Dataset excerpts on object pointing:
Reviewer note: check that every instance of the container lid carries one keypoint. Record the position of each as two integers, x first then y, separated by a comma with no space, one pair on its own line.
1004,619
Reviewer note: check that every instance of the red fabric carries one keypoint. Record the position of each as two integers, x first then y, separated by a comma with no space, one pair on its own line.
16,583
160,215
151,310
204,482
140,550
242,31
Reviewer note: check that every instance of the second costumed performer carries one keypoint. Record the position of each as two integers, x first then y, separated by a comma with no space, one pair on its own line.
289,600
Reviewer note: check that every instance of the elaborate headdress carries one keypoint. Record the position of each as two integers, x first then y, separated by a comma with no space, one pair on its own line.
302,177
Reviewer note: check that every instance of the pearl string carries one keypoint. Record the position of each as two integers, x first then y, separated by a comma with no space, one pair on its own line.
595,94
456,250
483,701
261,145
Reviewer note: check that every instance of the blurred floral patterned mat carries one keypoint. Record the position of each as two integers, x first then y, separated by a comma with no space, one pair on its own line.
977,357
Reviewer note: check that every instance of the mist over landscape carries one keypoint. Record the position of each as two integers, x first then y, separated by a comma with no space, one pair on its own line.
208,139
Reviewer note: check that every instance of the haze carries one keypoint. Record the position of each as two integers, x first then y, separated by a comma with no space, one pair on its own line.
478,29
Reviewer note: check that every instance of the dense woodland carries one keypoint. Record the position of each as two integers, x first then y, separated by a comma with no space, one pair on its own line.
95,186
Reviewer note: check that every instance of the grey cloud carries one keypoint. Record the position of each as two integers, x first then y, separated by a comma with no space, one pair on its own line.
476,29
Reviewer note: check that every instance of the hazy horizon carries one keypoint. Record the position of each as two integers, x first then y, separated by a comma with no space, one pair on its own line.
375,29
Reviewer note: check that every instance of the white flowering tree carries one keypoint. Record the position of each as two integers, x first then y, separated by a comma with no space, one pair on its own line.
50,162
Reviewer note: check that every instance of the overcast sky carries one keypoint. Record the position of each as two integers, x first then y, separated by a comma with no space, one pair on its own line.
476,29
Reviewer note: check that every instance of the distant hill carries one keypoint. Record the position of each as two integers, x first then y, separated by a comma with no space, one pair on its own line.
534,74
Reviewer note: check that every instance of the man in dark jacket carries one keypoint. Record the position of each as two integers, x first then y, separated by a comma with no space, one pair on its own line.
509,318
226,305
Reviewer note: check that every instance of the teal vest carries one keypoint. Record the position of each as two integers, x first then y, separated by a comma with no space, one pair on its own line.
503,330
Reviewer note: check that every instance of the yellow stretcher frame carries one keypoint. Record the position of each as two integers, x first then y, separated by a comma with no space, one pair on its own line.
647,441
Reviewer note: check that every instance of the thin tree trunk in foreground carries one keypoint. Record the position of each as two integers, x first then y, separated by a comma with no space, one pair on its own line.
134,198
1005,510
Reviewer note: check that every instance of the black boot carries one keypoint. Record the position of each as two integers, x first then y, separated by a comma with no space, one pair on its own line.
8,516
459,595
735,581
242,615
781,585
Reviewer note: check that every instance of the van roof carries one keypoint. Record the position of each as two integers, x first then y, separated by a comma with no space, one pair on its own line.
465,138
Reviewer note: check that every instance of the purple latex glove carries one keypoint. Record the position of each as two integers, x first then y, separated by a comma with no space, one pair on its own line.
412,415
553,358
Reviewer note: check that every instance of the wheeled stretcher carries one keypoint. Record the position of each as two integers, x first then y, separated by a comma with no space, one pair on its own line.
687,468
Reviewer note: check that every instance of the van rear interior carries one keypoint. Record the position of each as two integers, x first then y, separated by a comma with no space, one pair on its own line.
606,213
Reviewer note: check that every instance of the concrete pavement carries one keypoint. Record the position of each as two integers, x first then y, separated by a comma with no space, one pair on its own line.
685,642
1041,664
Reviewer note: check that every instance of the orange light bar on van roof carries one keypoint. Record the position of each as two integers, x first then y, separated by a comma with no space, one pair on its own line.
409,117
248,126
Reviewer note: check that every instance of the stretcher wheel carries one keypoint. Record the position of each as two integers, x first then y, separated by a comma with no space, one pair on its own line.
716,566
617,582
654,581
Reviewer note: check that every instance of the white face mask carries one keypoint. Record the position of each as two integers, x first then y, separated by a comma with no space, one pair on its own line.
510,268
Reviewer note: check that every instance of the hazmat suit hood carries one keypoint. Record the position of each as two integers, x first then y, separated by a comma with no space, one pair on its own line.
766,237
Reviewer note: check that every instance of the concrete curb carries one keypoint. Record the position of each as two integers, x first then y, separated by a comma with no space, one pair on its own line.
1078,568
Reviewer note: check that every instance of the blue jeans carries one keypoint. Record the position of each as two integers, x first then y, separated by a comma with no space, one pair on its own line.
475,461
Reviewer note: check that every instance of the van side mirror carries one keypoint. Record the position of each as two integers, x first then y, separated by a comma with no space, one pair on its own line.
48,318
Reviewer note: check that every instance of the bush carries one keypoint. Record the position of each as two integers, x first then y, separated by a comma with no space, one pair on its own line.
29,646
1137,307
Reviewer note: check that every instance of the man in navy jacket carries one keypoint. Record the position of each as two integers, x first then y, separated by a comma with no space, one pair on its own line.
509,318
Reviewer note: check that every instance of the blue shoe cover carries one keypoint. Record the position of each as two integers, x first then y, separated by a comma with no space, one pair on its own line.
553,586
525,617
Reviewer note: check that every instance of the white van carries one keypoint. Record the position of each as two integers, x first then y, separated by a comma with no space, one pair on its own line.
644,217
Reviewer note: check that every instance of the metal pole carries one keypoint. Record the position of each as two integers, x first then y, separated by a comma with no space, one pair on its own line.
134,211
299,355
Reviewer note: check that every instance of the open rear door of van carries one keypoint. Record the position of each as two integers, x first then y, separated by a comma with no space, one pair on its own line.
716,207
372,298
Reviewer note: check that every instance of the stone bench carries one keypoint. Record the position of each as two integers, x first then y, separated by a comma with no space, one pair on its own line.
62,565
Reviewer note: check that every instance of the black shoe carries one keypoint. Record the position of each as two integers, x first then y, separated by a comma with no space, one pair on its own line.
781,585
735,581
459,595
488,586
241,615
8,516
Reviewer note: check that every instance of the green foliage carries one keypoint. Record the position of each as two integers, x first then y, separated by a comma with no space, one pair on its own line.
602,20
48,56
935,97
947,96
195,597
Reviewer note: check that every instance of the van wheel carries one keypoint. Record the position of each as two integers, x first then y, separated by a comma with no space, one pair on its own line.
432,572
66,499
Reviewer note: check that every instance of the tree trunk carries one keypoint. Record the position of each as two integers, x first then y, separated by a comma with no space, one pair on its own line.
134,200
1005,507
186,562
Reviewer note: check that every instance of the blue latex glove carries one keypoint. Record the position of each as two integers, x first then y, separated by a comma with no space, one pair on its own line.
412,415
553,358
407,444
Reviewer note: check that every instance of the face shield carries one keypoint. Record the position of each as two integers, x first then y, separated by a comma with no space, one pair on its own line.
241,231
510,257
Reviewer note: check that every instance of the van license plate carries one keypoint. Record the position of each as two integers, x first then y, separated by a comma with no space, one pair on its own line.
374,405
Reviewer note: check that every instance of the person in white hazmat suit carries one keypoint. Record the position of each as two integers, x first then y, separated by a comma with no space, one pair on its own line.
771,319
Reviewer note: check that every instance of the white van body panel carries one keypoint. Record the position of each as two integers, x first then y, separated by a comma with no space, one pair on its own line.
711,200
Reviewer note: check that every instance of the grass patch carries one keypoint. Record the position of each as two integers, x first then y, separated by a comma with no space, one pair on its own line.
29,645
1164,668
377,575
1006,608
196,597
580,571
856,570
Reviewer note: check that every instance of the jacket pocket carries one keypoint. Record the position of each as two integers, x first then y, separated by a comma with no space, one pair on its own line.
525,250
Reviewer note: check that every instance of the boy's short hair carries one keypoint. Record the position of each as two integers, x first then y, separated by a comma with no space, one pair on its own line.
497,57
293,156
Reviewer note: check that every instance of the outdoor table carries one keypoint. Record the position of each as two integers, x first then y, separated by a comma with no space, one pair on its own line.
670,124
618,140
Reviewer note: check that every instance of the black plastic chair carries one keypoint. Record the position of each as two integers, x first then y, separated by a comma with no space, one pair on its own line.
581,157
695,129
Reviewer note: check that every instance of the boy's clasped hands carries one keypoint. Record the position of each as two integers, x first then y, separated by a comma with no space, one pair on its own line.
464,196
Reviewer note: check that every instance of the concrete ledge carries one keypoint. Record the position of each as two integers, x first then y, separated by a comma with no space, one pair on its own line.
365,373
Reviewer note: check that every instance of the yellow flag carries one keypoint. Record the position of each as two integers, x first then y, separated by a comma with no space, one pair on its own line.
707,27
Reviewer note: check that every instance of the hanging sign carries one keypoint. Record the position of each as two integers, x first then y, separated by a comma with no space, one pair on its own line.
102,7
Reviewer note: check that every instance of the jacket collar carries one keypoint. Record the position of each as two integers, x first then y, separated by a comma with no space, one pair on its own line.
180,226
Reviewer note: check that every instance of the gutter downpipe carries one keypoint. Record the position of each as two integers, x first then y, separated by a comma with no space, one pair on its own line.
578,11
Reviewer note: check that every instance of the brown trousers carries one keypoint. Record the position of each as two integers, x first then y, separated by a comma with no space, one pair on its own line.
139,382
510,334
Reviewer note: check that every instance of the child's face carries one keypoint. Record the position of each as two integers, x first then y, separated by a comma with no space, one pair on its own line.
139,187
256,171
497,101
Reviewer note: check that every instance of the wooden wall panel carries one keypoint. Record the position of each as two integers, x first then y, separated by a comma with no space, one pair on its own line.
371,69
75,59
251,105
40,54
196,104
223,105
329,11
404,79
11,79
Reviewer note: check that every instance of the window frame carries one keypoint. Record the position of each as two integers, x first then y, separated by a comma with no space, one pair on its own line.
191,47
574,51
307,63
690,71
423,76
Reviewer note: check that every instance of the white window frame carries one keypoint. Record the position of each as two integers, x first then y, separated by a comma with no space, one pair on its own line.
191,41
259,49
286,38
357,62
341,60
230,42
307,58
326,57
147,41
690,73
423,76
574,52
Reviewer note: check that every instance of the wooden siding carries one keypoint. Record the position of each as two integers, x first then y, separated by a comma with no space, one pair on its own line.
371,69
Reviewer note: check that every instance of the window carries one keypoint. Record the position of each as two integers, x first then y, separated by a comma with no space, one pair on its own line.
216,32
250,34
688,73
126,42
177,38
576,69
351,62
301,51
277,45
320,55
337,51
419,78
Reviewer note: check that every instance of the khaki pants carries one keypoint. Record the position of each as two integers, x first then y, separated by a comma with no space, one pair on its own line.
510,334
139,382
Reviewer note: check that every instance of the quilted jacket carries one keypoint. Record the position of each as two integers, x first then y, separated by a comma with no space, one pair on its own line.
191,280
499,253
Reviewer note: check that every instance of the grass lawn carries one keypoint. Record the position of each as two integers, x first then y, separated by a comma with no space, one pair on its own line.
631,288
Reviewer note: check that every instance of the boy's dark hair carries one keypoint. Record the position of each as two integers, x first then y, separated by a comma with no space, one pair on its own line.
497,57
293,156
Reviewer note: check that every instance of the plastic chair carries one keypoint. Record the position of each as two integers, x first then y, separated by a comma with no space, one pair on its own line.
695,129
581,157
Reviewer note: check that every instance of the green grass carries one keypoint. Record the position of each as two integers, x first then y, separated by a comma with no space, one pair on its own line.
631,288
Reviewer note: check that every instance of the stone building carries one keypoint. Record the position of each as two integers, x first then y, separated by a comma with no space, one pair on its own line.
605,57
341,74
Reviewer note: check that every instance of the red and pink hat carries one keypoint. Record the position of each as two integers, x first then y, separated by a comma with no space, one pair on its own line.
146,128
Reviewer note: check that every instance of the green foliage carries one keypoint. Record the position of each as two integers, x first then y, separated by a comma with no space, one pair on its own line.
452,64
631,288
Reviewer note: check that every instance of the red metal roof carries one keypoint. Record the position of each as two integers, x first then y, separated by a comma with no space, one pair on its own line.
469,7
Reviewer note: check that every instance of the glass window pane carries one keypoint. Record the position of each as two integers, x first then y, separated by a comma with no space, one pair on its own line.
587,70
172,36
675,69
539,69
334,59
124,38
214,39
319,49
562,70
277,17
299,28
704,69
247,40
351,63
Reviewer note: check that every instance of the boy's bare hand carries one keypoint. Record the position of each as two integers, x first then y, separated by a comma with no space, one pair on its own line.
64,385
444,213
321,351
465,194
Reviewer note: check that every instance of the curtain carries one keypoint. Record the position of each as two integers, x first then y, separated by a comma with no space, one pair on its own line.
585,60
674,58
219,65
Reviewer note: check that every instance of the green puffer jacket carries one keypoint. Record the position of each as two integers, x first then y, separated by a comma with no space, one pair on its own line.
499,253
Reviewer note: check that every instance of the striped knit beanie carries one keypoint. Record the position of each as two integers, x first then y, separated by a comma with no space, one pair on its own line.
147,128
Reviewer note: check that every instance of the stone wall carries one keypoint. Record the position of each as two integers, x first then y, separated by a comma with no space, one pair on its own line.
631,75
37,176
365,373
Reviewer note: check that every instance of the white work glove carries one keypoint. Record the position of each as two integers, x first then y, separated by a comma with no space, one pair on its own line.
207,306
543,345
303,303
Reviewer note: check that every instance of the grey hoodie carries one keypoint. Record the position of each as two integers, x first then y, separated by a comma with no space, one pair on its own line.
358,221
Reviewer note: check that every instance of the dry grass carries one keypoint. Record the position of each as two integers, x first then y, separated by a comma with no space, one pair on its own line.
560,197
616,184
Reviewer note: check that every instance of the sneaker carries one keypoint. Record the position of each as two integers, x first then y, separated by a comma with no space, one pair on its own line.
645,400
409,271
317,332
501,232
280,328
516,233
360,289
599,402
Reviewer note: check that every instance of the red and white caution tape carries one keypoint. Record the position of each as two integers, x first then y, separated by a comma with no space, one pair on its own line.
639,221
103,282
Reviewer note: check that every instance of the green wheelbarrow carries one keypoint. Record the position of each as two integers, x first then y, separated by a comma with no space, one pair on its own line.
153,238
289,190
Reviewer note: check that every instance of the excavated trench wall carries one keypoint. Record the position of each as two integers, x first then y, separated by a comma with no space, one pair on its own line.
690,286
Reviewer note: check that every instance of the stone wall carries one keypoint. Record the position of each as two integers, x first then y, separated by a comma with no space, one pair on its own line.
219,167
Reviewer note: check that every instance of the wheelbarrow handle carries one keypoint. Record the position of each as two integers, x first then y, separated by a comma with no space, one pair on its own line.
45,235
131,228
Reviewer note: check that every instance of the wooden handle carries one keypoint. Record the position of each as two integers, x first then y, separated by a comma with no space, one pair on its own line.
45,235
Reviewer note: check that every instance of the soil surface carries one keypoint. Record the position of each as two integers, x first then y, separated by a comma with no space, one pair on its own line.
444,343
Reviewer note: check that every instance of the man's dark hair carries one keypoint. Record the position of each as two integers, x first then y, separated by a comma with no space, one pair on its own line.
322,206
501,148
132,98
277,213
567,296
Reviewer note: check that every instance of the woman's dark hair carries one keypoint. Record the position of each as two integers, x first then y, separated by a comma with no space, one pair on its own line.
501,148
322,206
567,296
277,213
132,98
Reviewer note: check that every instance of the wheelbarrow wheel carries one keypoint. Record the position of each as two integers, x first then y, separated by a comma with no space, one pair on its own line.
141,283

| Exercise objective |
Find the line containing "Reviewer note: check that every instance of the man's" in the material above. Print it and every line after it through the end, exactly and only those.

| The reply |
Reviewer note: check that every instance of the man's dark hair carries one keypoint. Record the position of each as two integers, x first then y, separated by a comma with no space, one pair on its own line.
322,206
501,148
132,98
277,213
567,296
Reviewer note: check that every instance of the woman's dark hair carries one keypoint. Record the position of each as two integers, x first then y, separated by a comma with no space, one pair on its own line.
501,148
322,206
567,296
277,213
132,98
Reviewer note: check that every instance of the wheelbarrow wheel carries one keypoint. Record the position of each as two integers, x first then y, separated by a comma with no space, one pair on its own line.
141,283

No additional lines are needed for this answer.